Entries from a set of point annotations

⁂

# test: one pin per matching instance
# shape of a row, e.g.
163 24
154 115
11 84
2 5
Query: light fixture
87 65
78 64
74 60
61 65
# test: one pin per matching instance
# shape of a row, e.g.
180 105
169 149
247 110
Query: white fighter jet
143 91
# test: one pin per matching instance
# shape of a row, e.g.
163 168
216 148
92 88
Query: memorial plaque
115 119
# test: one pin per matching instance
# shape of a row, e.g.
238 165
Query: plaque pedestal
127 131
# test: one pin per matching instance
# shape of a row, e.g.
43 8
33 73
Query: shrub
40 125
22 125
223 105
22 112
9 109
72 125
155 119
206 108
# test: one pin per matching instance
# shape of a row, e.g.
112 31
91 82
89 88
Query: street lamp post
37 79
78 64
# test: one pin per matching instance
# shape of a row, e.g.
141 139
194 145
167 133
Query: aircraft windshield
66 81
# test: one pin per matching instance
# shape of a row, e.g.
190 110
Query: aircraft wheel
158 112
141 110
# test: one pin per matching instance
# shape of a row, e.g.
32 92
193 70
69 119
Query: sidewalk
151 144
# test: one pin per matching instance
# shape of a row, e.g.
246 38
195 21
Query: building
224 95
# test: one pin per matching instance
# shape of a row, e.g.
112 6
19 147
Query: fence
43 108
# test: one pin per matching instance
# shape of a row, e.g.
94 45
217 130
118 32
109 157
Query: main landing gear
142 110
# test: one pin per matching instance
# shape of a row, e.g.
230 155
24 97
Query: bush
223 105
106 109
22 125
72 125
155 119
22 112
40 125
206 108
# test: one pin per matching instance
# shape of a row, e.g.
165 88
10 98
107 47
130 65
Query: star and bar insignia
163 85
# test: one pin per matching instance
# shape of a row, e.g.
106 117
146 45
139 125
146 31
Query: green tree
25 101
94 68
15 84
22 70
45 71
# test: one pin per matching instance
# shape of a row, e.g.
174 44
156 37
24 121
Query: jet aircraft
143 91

⁂

§ **Set problem**
Format every line of the items above as a Markdown table with two columns, No. and Line, numbering the rows in sequence and leaving out any blank lines.

§ **Exercise response**
| No. | Line |
|---|---|
| 1 | # test: one pin per matching instance |
| 2 | # shape of a row, e.g. |
| 3 | 163 24 |
| 4 | 154 115 |
| 5 | 11 84 |
| 6 | 2 5 |
| 7 | Query: light fixture |
| 8 | 87 65 |
| 9 | 78 64 |
| 10 | 74 60 |
| 11 | 61 65 |
| 12 | # test: one pin per matching instance |
| 13 | # shape of a row, e.g. |
| 14 | 180 105 |
| 15 | 169 149 |
| 16 | 247 110 |
| 17 | Query: white fighter jet |
| 18 | 143 91 |
| 19 | # test: one pin per matching instance |
| 20 | # shape of a row, e.g. |
| 21 | 163 168 |
| 22 | 216 148 |
| 23 | 92 88 |
| 24 | Query: memorial plaque |
| 25 | 115 119 |
| 26 | # test: one pin per matching instance |
| 27 | # shape of a row, e.g. |
| 28 | 238 165 |
| 29 | Query: plaque pedestal |
| 30 | 127 131 |
| 31 | # test: one pin per matching instance |
| 32 | # shape of a row, e.g. |
| 33 | 43 8 |
| 34 | 33 73 |
| 35 | Query: shrub |
| 36 | 40 125 |
| 37 | 22 125 |
| 38 | 223 105 |
| 39 | 22 112 |
| 40 | 9 109 |
| 41 | 72 125 |
| 42 | 155 119 |
| 43 | 206 108 |
| 44 | # test: one pin per matching instance |
| 45 | # shape of a row, e.g. |
| 46 | 112 31 |
| 47 | 91 82 |
| 48 | 89 88 |
| 49 | Query: street lamp post |
| 50 | 37 79 |
| 51 | 78 64 |
| 52 | # test: one pin per matching instance |
| 53 | # shape of a row, e.g. |
| 54 | 141 139 |
| 55 | 194 145 |
| 56 | 167 133 |
| 57 | Query: aircraft windshield |
| 58 | 66 81 |
| 59 | # test: one pin per matching instance |
| 60 | # shape of a row, e.g. |
| 61 | 190 110 |
| 62 | Query: aircraft wheel |
| 63 | 158 112 |
| 64 | 141 110 |
| 65 | # test: one pin per matching instance |
| 66 | # shape of a row, e.g. |
| 67 | 32 92 |
| 68 | 193 70 |
| 69 | 69 119 |
| 70 | Query: sidewalk |
| 71 | 151 144 |
| 72 | # test: one pin per matching instance |
| 73 | # shape of a row, e.g. |
| 74 | 246 38 |
| 75 | 195 21 |
| 76 | Query: building |
| 77 | 224 95 |
| 78 | # test: one pin per matching instance |
| 79 | # shape of a row, e.g. |
| 80 | 112 6 |
| 81 | 19 147 |
| 82 | Query: fence |
| 83 | 43 108 |
| 84 | # test: one pin per matching instance |
| 85 | # shape of a row, e.g. |
| 86 | 94 45 |
| 87 | 217 130 |
| 88 | 118 32 |
| 89 | 109 157 |
| 90 | Query: main landing gear |
| 91 | 142 110 |
| 92 | # test: one pin per matching instance |
| 93 | # shape of a row, e.g. |
| 94 | 230 155 |
| 95 | 24 97 |
| 96 | Query: bush |
| 97 | 223 105 |
| 98 | 106 109 |
| 99 | 22 125 |
| 100 | 72 125 |
| 101 | 155 119 |
| 102 | 22 112 |
| 103 | 40 125 |
| 104 | 206 108 |
| 105 | # test: one pin per matching instance |
| 106 | # shape of a row, e.g. |
| 107 | 165 88 |
| 108 | 10 98 |
| 109 | 107 47 |
| 110 | 130 65 |
| 111 | Query: star and bar insignia |
| 112 | 163 85 |
| 113 | # test: one pin per matching instance |
| 114 | # shape of a row, e.g. |
| 115 | 106 117 |
| 116 | 146 45 |
| 117 | 139 125 |
| 118 | 146 31 |
| 119 | Query: green tree |
| 120 | 25 101 |
| 121 | 94 68 |
| 122 | 15 84 |
| 123 | 22 70 |
| 124 | 45 71 |
| 125 | # test: one pin per matching instance |
| 126 | # shape of a row, e.g. |
| 127 | 174 44 |
| 128 | 156 37 |
| 129 | 24 121 |
| 130 | Query: jet aircraft |
| 131 | 143 91 |